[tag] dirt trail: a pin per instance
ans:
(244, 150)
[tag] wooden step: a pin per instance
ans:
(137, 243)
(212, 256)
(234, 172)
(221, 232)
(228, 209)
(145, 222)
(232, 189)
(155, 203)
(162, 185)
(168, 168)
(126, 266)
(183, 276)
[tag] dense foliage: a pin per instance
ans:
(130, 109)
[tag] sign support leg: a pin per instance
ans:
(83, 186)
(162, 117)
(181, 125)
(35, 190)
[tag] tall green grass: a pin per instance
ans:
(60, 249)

...

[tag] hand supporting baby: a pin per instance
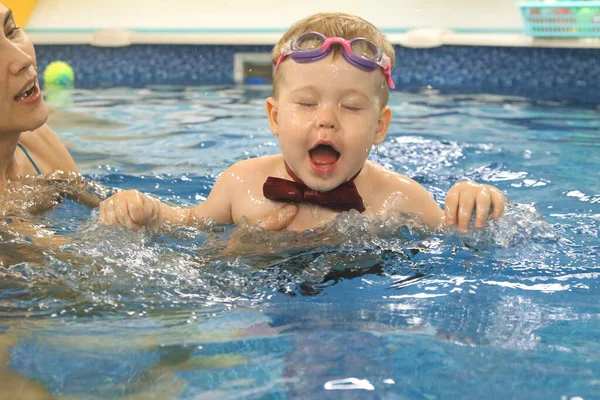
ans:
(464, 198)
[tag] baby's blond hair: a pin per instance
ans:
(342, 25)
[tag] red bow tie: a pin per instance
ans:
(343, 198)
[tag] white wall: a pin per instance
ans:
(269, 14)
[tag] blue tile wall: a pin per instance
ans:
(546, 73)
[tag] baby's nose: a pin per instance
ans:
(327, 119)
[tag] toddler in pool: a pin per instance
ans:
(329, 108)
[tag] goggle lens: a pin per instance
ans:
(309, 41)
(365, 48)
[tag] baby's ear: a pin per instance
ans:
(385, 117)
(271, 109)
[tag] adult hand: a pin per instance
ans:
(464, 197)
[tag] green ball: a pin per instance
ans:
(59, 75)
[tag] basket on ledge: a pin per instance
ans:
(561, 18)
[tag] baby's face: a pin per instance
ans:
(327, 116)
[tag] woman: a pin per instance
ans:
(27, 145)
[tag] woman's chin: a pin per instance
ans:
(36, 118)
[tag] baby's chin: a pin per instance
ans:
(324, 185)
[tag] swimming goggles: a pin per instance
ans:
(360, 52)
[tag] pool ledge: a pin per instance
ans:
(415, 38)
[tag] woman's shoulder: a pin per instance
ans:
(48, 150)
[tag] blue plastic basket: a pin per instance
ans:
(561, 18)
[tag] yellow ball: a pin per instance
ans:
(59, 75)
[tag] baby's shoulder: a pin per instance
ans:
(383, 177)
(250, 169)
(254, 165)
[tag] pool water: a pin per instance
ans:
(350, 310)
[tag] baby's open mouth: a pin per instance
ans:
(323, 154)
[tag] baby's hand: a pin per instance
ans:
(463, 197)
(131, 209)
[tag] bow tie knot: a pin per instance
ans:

* * *

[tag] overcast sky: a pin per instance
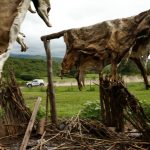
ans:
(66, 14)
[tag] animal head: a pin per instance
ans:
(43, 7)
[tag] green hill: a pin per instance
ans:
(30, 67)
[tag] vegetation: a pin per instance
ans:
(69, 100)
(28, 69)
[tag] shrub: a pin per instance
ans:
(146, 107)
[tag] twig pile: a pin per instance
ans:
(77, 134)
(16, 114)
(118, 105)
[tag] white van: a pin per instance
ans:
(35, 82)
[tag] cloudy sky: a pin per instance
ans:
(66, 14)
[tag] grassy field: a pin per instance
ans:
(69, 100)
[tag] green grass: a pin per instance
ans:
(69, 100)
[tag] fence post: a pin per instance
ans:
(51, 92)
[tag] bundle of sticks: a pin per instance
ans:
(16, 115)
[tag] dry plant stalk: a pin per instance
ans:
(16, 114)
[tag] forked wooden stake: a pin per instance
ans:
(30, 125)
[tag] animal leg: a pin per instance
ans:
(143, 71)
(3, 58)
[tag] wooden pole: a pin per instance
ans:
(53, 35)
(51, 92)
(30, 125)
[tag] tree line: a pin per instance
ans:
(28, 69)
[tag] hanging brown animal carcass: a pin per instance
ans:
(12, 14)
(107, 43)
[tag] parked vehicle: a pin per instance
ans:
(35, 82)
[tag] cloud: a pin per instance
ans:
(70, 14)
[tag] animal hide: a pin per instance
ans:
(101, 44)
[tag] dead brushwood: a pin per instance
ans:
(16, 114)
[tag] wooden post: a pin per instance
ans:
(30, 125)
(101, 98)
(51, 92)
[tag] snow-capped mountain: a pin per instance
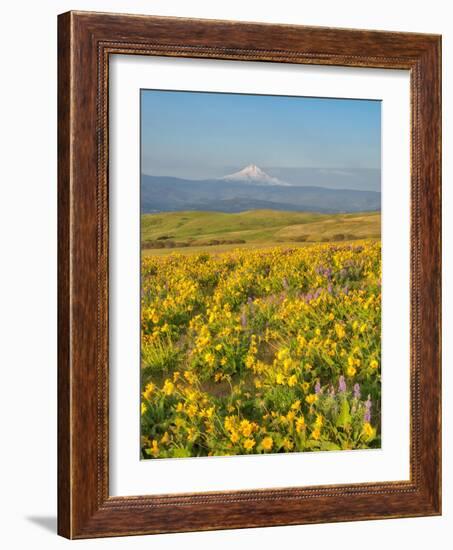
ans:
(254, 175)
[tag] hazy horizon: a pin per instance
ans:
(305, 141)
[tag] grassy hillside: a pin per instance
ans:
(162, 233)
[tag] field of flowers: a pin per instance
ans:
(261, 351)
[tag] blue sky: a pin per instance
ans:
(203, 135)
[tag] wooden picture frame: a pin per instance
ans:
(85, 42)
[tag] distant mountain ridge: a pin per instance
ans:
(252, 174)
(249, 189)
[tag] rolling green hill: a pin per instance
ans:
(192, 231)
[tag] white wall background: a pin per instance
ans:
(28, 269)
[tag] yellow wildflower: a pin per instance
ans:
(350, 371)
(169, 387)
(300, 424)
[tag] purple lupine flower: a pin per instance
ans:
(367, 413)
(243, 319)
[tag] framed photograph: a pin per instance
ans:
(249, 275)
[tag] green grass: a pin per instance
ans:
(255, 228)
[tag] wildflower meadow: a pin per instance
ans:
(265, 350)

To do: Which lines in the records above contain the string "yellow", with case counting? Gather every such line, copied in full.

Task answer:
[tag] yellow ball: a pin per instance
[tag] yellow wildflower: a pin per instance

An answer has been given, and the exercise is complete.